THE EXERCISE: Rewrite the items below with every "stone railing" changed to "stone balustrade" and nothing else altered, leaving out the pictures.

RECORD EXCERPTS:
◆ ◆ ◆ ◆ ◆

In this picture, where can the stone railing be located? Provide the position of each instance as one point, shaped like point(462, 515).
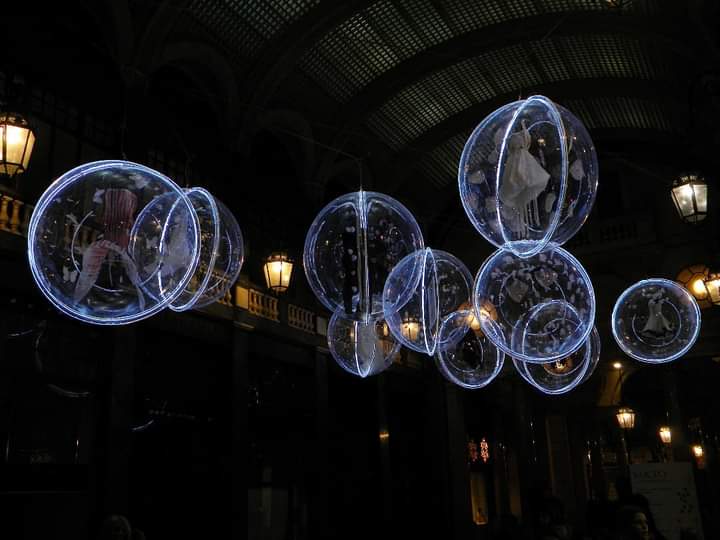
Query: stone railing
point(14, 215)
point(616, 232)
point(301, 318)
point(259, 304)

◆ ◆ ◆ ◆ ◆

EXERCISE RESPONSE:
In this picture, where can the stone balustrade be located? Provide the position of each instance as one point, shaped like point(462, 515).
Query: stone balustrade
point(14, 215)
point(616, 232)
point(301, 318)
point(259, 304)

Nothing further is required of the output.